NB – De forma alguma. Defendemos o retorno do auxílio emergencial, contra o que apresentou o governo e a direita no parlamento. A proposta do auxílio é, desde o começo, do PT e das forças de esquerda. Se dependesse da direita o auxílio não teria existido. Acontece que o governo Bolsonaro, de forma covarde e cruel, acabou com o auxílio no final de 2020 para chantagear agora, condicionando o seu “retorno” à aprovação de um pacote de austeridade inaceitável. Se o governo quisesse restabelecer o auxílio emergencial já teria feito isso, nem precisava esperar pelo Congresso e não teria deixado o povo ficar desde dezembro sem receber qualquer tipo de auxílio. Sabe o que a PEC trouxe em relação ao auxílio? Um limite de gastos que deixará milhões de pessoas que precisam sem nenhuma assistência e um valor de R$ 150,00, que é absolutamente insuficiente para a maioria dos poucos que receberão.
PRN – A Procuradoria Geral da República (PGR) aceitou pedido de investigação contra o ex-ministro Eduardo Pazuello por aquele episódio do Plano de Vacinação. A saída do general da pasta pode comprometer uma possível responsabilização dele pelo caos em que se transformou o enfrentamento à pandemia no Brasil?
NB – Não. O que acontece é que ele deixa de ter foro por prerrogativa de função. O que isso significa, na prática? Basicamente que ele não será mais julgado no STF. A investigação segue sendo feita pelo MPF e uma possível ação será julgada na primeira instância da Justiça Federal.
Precisamos de muita mobilização e pressão popular para conseguir a responsabilização do presidente.
PRN – Ao afirmar que “a política de enfrentamento à pandemia é do governo federal e não do ministério da Saúde”, o novo ministro deixa claro que teremos mais do mesmo. Será possível se buscar a responsabilização do presidente?

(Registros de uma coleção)

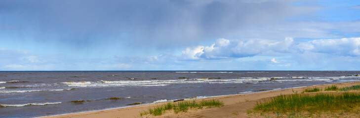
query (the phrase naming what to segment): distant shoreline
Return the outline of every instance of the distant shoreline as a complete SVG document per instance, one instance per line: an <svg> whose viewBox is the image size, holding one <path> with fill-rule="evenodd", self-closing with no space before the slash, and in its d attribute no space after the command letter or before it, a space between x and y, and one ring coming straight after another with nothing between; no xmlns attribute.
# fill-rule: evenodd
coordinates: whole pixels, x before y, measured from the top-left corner
<svg viewBox="0 0 360 118"><path fill-rule="evenodd" d="M305 88L312 88L314 87L317 87L320 88L324 88L326 87L329 87L332 85L336 85L340 87L350 87L353 85L357 85L360 84L360 82L347 82L347 83L336 83L332 84L327 84L327 85L316 85L310 87L296 87L294 88L287 88L284 89L279 89L275 90L270 90L266 91L261 91L254 93L244 93L244 94L238 94L234 95L221 95L219 96L216 96L214 97L208 97L202 99L197 99L197 100L200 100L201 99L208 100L212 99L219 99L220 100L223 101L225 104L225 106L224 108L227 108L229 106L237 106L237 104L244 104L244 105L241 105L243 107L239 109L236 108L234 110L247 110L251 109L253 107L254 104L256 103L257 101L261 99L266 99L269 97L274 97L280 94L290 94L294 93L294 92L297 92L298 93L302 92ZM193 100L193 99L189 99L187 100ZM146 111L149 108L154 107L158 105L161 105L165 104L167 102L162 102L158 103L151 103L148 104L139 105L137 106L132 106L129 107L125 107L121 108L113 108L110 109L95 111L89 111L89 112L83 112L80 113L72 113L72 114L67 114L63 115L59 115L56 116L45 116L41 117L40 118L134 118L139 117L139 113L141 112ZM188 113L179 113L178 114L174 114L173 113L168 113L165 114L164 115L158 116L157 118L163 118L166 117L174 117L176 116L177 117L180 118L186 118L191 117L189 116L190 115L197 114L199 115L210 115L211 114L204 113L209 112L210 113L213 111L225 112L230 111L222 111L221 109L223 108L212 108L212 109L203 109L202 110L191 111ZM228 110L227 110L228 111ZM241 110L240 110L241 111ZM224 116L221 116L222 114L219 114L217 117L246 117L246 115L244 113L238 112L238 115L236 116L233 116L234 115L229 113L229 115L227 114L223 114ZM175 115L175 116L174 116ZM230 115L230 116L229 116ZM150 116L149 117L153 117ZM215 117L215 116L214 116Z"/></svg>

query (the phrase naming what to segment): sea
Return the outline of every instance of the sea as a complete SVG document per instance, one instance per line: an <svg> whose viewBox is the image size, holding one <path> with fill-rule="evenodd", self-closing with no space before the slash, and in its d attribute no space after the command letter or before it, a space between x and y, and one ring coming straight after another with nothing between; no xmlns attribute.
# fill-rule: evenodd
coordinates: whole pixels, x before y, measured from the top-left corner
<svg viewBox="0 0 360 118"><path fill-rule="evenodd" d="M347 71L0 71L0 118L54 116L360 81L359 74Z"/></svg>

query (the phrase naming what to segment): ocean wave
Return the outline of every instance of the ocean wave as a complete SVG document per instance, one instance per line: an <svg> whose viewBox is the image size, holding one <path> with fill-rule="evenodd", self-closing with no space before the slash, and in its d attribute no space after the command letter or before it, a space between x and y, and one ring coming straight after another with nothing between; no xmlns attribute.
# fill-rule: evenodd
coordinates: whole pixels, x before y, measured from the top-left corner
<svg viewBox="0 0 360 118"><path fill-rule="evenodd" d="M219 71L219 72L187 72L187 71L179 71L175 72L175 73L232 73L233 72Z"/></svg>
<svg viewBox="0 0 360 118"><path fill-rule="evenodd" d="M159 100L155 101L153 102L153 103L160 103L160 102L165 102L169 101L167 99L162 99L162 100Z"/></svg>
<svg viewBox="0 0 360 118"><path fill-rule="evenodd" d="M284 81L332 81L330 79L293 79L293 80L273 80L272 81L278 82Z"/></svg>
<svg viewBox="0 0 360 118"><path fill-rule="evenodd" d="M90 100L73 100L69 101L69 102L72 102L72 103L81 103L82 102L91 102L91 101L99 101L99 100L121 100L125 98L130 98L131 97L108 97L108 98L99 98L99 99L90 99Z"/></svg>
<svg viewBox="0 0 360 118"><path fill-rule="evenodd" d="M14 90L14 91L0 91L0 93L12 93L12 92L28 92L35 91L61 91L64 90L71 90L75 88L67 88L62 89L45 89L45 90Z"/></svg>
<svg viewBox="0 0 360 118"><path fill-rule="evenodd" d="M208 84L224 84L224 83L241 83L242 81L258 81L268 79L209 79L208 78L202 79L187 79L181 80L151 80L151 81L99 81L97 82L63 82L69 87L106 87L106 86L164 86L171 84L186 84L186 83L208 83Z"/></svg>
<svg viewBox="0 0 360 118"><path fill-rule="evenodd" d="M61 102L46 102L46 103L26 103L23 104L0 104L0 106L2 107L23 107L27 105L46 105L50 104L61 104Z"/></svg>
<svg viewBox="0 0 360 118"><path fill-rule="evenodd" d="M238 92L238 93L244 94L244 93L250 93L250 92L253 92L253 91L244 91L244 92Z"/></svg>
<svg viewBox="0 0 360 118"><path fill-rule="evenodd" d="M265 72L264 71L261 71L261 72L246 72L247 73L264 73Z"/></svg>
<svg viewBox="0 0 360 118"><path fill-rule="evenodd" d="M18 80L13 80L13 81L6 81L6 82L0 82L0 84L6 83L18 83L18 82L28 82L28 81L21 81L21 82L20 82L20 81L19 81Z"/></svg>

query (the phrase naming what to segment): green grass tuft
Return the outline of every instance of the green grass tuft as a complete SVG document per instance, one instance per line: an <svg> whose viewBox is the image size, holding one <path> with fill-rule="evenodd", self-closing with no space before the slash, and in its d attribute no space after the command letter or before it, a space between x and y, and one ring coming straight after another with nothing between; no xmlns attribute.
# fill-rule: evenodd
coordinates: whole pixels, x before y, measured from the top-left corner
<svg viewBox="0 0 360 118"><path fill-rule="evenodd" d="M305 90L304 90L304 92L318 92L320 91L320 89L317 88L306 88Z"/></svg>
<svg viewBox="0 0 360 118"><path fill-rule="evenodd" d="M339 89L339 88L336 87L336 86L333 85L331 87L326 87L325 88L325 91L336 91Z"/></svg>
<svg viewBox="0 0 360 118"><path fill-rule="evenodd" d="M360 106L360 94L344 93L339 95L318 94L315 95L281 95L268 101L257 103L248 113L273 112L289 114L307 112L352 112Z"/></svg>
<svg viewBox="0 0 360 118"><path fill-rule="evenodd" d="M342 91L348 91L351 90L360 90L360 85L355 85L351 87L343 88L340 89Z"/></svg>
<svg viewBox="0 0 360 118"><path fill-rule="evenodd" d="M212 107L220 107L224 106L224 102L219 100L202 100L200 102L196 101L182 101L172 104L170 102L162 106L156 106L152 109L149 108L148 111L140 113L140 116L147 114L151 114L154 116L160 116L165 113L165 111L173 110L174 113L187 112L190 108L202 109L203 107L211 108Z"/></svg>

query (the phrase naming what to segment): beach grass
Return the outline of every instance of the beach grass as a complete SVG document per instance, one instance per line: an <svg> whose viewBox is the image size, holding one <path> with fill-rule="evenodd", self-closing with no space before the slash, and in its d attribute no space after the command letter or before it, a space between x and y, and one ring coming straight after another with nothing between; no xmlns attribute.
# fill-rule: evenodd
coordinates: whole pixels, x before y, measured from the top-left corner
<svg viewBox="0 0 360 118"><path fill-rule="evenodd" d="M213 107L220 107L224 106L224 102L219 100L212 99L202 100L200 102L194 101L182 101L175 103L168 102L165 104L158 106L153 108L149 108L147 111L140 113L140 117L146 115L152 115L154 116L160 116L165 113L166 111L173 110L174 113L187 112L189 109L202 109L204 107L210 108Z"/></svg>
<svg viewBox="0 0 360 118"><path fill-rule="evenodd" d="M355 85L351 87L345 87L340 89L342 91L348 91L351 90L360 90L360 85Z"/></svg>
<svg viewBox="0 0 360 118"><path fill-rule="evenodd" d="M325 91L336 91L339 90L339 88L335 85L333 85L331 87L327 87L325 88Z"/></svg>
<svg viewBox="0 0 360 118"><path fill-rule="evenodd" d="M333 88L330 88L333 89ZM247 111L248 114L257 113L263 114L269 112L276 116L287 115L288 117L303 114L301 113L307 113L309 116L322 113L359 114L360 114L360 94L345 92L337 95L322 93L315 95L281 95L270 100L257 102L252 110Z"/></svg>
<svg viewBox="0 0 360 118"><path fill-rule="evenodd" d="M306 88L305 90L303 91L303 92L318 92L320 91L321 89L319 89L319 88Z"/></svg>

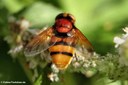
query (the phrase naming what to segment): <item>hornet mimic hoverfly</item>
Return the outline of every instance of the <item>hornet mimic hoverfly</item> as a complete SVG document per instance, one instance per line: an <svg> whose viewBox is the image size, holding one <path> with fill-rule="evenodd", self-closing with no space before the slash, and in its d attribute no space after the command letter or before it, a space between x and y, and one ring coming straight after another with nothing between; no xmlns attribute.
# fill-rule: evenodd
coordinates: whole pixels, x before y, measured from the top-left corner
<svg viewBox="0 0 128 85"><path fill-rule="evenodd" d="M66 69L77 52L93 52L88 39L75 27L75 18L69 13L60 13L52 27L39 33L25 47L25 56L35 56L48 50L51 61L60 70ZM45 56L47 57L47 56Z"/></svg>

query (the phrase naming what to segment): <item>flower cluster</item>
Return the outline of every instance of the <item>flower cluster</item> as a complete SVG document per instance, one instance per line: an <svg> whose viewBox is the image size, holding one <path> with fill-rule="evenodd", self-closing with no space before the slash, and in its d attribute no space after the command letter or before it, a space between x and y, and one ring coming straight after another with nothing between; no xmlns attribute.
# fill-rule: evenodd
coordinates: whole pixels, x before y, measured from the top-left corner
<svg viewBox="0 0 128 85"><path fill-rule="evenodd" d="M123 31L125 34L123 34L122 37L116 36L114 42L116 43L115 47L118 49L120 55L120 64L128 66L128 27L124 28Z"/></svg>

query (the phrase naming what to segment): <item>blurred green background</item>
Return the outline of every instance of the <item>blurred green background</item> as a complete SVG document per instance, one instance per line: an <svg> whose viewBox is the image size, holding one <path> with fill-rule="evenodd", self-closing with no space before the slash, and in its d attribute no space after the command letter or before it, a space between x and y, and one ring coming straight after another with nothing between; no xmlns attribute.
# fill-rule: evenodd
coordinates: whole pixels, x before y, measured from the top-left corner
<svg viewBox="0 0 128 85"><path fill-rule="evenodd" d="M7 54L9 45L4 37L9 32L10 16L25 17L31 27L42 28L52 26L57 14L69 12L76 17L76 27L90 40L95 51L105 55L115 52L113 38L128 25L127 10L128 0L0 0L0 81L30 83L19 62ZM88 79L78 73L66 76L69 83L64 85L96 85L95 78Z"/></svg>

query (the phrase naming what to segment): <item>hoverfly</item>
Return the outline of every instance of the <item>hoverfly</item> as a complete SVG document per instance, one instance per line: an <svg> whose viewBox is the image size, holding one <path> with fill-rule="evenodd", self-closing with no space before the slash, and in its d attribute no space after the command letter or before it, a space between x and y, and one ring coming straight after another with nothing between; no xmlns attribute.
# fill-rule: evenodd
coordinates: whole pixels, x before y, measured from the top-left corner
<svg viewBox="0 0 128 85"><path fill-rule="evenodd" d="M26 56L45 53L48 50L52 63L60 70L66 69L72 58L84 54L85 50L93 52L88 39L75 27L75 18L69 13L60 13L52 27L39 33L24 49Z"/></svg>

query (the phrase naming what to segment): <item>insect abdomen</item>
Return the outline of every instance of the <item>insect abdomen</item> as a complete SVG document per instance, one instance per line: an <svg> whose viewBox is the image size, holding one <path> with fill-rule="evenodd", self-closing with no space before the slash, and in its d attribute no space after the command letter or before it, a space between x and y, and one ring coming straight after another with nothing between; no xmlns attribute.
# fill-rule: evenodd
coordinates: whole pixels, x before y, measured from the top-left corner
<svg viewBox="0 0 128 85"><path fill-rule="evenodd" d="M49 48L52 62L60 69L67 68L74 54L74 47L68 45L54 45Z"/></svg>

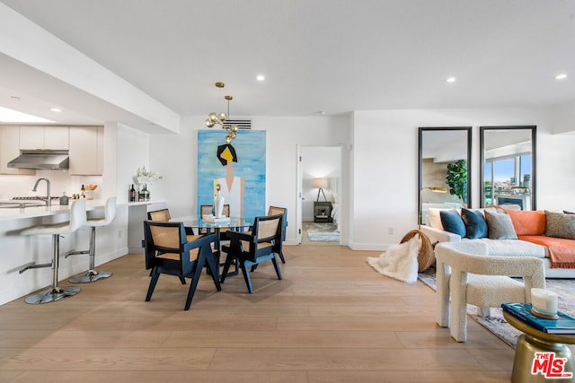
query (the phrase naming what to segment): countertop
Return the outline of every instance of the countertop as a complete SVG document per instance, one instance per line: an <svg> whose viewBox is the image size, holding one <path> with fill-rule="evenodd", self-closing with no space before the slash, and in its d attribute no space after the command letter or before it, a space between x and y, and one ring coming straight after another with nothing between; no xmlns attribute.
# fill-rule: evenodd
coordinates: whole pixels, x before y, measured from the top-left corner
<svg viewBox="0 0 575 383"><path fill-rule="evenodd" d="M70 200L70 205L73 200ZM35 202L35 201L34 201ZM150 200L143 202L125 202L117 204L116 206L139 206L155 203L164 202L163 200ZM56 215L59 213L68 213L70 211L70 205L60 205L58 201L52 201L51 206L34 206L20 208L0 208L0 221L18 220L22 218L36 218L44 217L49 215ZM86 211L91 212L93 210L103 209L106 205L106 201L93 199L86 201Z"/></svg>

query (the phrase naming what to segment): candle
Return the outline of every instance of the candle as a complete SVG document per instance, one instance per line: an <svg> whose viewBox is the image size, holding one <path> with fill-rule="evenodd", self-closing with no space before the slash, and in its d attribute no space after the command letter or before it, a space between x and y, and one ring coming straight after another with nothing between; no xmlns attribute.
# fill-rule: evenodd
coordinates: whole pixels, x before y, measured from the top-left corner
<svg viewBox="0 0 575 383"><path fill-rule="evenodd" d="M545 289L531 289L531 303L535 311L544 315L557 315L556 292Z"/></svg>

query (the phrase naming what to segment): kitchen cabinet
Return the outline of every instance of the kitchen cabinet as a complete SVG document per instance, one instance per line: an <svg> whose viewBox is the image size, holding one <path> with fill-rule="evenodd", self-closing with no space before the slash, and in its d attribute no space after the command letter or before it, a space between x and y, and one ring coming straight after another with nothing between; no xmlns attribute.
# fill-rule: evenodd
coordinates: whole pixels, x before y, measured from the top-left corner
<svg viewBox="0 0 575 383"><path fill-rule="evenodd" d="M20 149L68 150L68 126L21 126Z"/></svg>
<svg viewBox="0 0 575 383"><path fill-rule="evenodd" d="M8 168L8 162L20 155L20 126L0 126L0 174L36 174L32 169Z"/></svg>
<svg viewBox="0 0 575 383"><path fill-rule="evenodd" d="M102 175L104 127L70 126L70 175Z"/></svg>

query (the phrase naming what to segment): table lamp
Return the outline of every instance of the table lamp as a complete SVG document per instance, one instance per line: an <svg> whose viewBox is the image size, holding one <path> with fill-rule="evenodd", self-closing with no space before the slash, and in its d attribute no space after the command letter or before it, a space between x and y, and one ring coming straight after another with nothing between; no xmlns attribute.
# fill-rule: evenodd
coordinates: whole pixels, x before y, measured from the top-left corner
<svg viewBox="0 0 575 383"><path fill-rule="evenodd" d="M327 178L314 178L314 187L319 187L317 191L317 201L320 200L320 193L323 194L323 199L327 201L323 187L327 187Z"/></svg>

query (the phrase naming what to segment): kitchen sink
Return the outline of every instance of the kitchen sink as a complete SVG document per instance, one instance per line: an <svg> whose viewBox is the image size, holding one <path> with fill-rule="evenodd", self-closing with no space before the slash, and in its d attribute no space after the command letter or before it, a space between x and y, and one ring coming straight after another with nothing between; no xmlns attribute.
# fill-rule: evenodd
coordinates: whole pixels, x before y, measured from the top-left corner
<svg viewBox="0 0 575 383"><path fill-rule="evenodd" d="M46 204L43 202L0 202L0 209L23 209L38 206L46 206Z"/></svg>

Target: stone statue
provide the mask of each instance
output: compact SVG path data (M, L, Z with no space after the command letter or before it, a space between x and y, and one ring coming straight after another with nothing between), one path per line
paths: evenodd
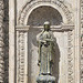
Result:
M44 30L39 33L37 40L39 43L38 65L40 66L40 75L51 75L55 52L55 38L50 30L50 22L44 22Z

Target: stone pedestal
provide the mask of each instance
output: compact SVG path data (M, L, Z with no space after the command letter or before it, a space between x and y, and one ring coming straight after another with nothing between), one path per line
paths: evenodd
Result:
M51 75L39 75L37 79L38 83L55 83L55 77Z

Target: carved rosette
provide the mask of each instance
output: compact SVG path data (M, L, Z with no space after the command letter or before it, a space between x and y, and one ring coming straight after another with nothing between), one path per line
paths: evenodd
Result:
M69 41L69 43L68 43L68 45L69 45L69 48L68 48L68 83L74 83L74 63L73 63L73 42L72 42L72 40L73 40L73 33L72 33L73 31L69 31L68 32L68 41Z
M81 83L83 83L83 0L81 0L81 65L80 65L80 75Z
M3 0L0 0L0 83L4 83Z

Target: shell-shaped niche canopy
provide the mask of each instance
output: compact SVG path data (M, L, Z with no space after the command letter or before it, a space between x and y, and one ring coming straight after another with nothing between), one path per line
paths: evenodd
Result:
M28 25L43 25L44 21L49 21L51 25L60 25L63 19L56 9L42 6L31 12L28 19Z

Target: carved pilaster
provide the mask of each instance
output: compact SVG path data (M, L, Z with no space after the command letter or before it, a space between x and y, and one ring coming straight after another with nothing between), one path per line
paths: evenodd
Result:
M17 83L28 83L28 30L17 28Z
M72 31L68 32L68 42L69 42L69 48L68 48L68 83L74 83L74 63L73 63L73 33Z
M0 83L4 83L4 50L3 50L3 0L0 0Z

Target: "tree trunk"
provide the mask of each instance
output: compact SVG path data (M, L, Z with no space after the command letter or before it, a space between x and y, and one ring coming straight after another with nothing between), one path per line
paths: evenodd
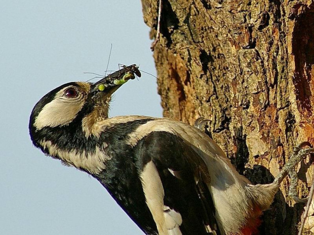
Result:
M153 38L158 1L142 2ZM153 55L164 116L210 120L208 134L239 171L254 183L271 182L294 146L314 144L313 1L162 3ZM308 196L310 165L298 171L300 197ZM287 198L289 185L264 213L261 234L297 233L304 204ZM303 234L312 234L310 220Z

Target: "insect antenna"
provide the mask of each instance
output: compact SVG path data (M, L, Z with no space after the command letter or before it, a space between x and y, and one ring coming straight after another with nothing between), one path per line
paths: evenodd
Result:
M108 58L108 63L107 63L107 67L106 68L106 71L105 71L105 77L107 74L107 71L108 71L108 66L109 66L109 62L110 61L110 57L111 56L111 51L112 51L112 43L111 43L111 46L110 48L110 52L109 53L109 58Z

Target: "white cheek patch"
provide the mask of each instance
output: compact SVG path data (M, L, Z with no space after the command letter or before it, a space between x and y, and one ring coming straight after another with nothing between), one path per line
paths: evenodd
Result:
M63 164L66 163L78 169L84 169L92 174L100 173L106 168L106 162L112 158L103 151L108 146L106 143L104 143L102 149L96 147L93 153L85 151L80 153L75 150L69 151L62 150L50 141L42 141L41 145L48 149L50 155L54 157L57 156Z
M38 130L47 126L54 127L70 123L75 118L83 108L85 99L83 96L75 99L62 97L61 93L57 93L51 102L46 105L36 118L34 126Z

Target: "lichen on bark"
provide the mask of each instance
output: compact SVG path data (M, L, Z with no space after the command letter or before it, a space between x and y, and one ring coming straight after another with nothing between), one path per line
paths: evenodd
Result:
M153 38L158 1L142 3ZM163 0L153 57L164 115L210 120L209 134L253 182L271 181L295 146L314 144L312 1ZM313 171L301 165L300 196ZM303 205L287 198L289 183L262 234L296 234Z

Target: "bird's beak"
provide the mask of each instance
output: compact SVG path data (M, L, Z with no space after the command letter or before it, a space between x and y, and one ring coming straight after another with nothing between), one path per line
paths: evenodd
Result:
M108 75L100 80L93 84L91 87L91 93L102 93L104 98L110 96L120 86L130 79L135 78L135 75L141 76L136 65L129 66L123 66L123 68Z

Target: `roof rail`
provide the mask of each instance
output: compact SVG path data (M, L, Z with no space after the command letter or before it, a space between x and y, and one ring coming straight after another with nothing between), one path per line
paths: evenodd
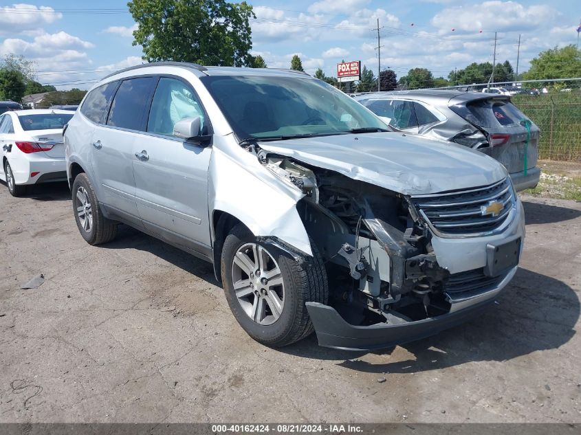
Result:
M284 71L285 72L294 72L297 74L305 74L305 76L309 76L311 77L310 74L307 74L304 71L298 71L297 69L291 69L289 68L268 68L268 69L274 69L275 71Z
M197 63L190 63L189 62L150 62L149 63L142 63L141 65L134 65L133 67L129 67L128 68L120 69L119 71L116 71L115 72L105 76L101 80L105 80L105 78L108 78L112 76L115 76L116 74L125 72L127 71L133 71L133 69L146 68L147 67L182 67L183 68L191 68L192 69L196 69L201 71L206 71L208 69L208 68L201 65L198 65Z

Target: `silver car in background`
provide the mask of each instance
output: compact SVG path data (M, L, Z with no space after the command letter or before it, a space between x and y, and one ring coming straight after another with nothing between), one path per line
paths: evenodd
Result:
M212 263L239 324L269 346L434 334L494 302L523 249L498 161L391 131L304 73L129 68L87 93L65 143L87 243L124 223Z
M540 131L500 93L425 89L355 99L392 126L478 150L502 163L517 191L535 187Z

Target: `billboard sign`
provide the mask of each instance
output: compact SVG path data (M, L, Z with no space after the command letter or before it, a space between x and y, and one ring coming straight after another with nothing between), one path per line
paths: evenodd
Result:
M340 82L355 82L361 80L361 60L338 63L337 80Z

REQUISITOS DO EXERCÍCIO:
(a) Transcreva da entrevista sobre o auxílio emergencial e a pandemia o trecho que começa nas palavras "NB – Não. O" e termina após as palavras "responsabilização do presidente.".
(b) Escreva a continuação da entrevista sobre o auxílio emergencial e a pandemia a partir do ponto em que ela termina.
Os registros formam um material à parte, independente do texto.

RESPOSTAS POR TAREFA:
(a)
NB – Não. O que acontece é que ele deixa de ter foro por prerrogativa de função. O que isso significa, na prática? Basicamente que ele não será mais julgado no STF. A investigação segue sendo feita pelo MPF e uma possível ação será julgada na primeira instância da Justiça Federal.
Precisamos de muita mobilização e pressão popular para conseguir a responsabilização do presidente.

(b)
NB – Como falei, precisamos de muita mobilização e pressão popular para conseguir a responsabilização do presidente. Ele tem uma blindagem no Congresso que garante que continue cometendo suas atrocidades. Uma blindagem que não é de hoje. Já foram apresentados 74 pedidos de impeachment à Câmara. Nenhum deles teve seguimento pela cumplicidade tanto do ex quanto do atual presidente da Câmara.
PRN – Uma das ações da Câmara Federal mais esperadas por grande parte da população foi a CPI das Fake News. Como está a situação dos trabalhos desta comissão?
NB – Os trabalhadores continuam suspensos.
Bolsonaro, agindo como aliado do vírus, mescla o negacionismo com o neoliberalismo.
PRN – Desemprego elevado, alta inflação, pandemia sem controle, ataques a direitos da sociedade. O que tem sido mais difícil de combater nesse atual governo?
NB – O combate necessário é contra o conjunto dessas medidas. Bolsonaro, agindo como aliado do vírus, mescla o negacionismo com o neoliberalismo. De tal forma que não há como apontar um ou outro aspecto pior de suas políticas, pois elas estão intimamente conectadas no sentido de promover o maior desastre possível. É por isso que o conjunto da política e do governo precisa ser enfrentada e derrotada.
PRN – Será possível vencermos esse atual estado de coisas que se abateu no país desde janeiro de 2019?
NB– Precisamos vencer. E a classe trabalhadora brasileira tem todas as condições de fazer isso. Agora, com Lula tendo recuperado seus direitos políticos, precisamos avançar com uma estratégia que tenha como centro a luta política e social em 2021, em defesa da vida, da vacinação e do emprego.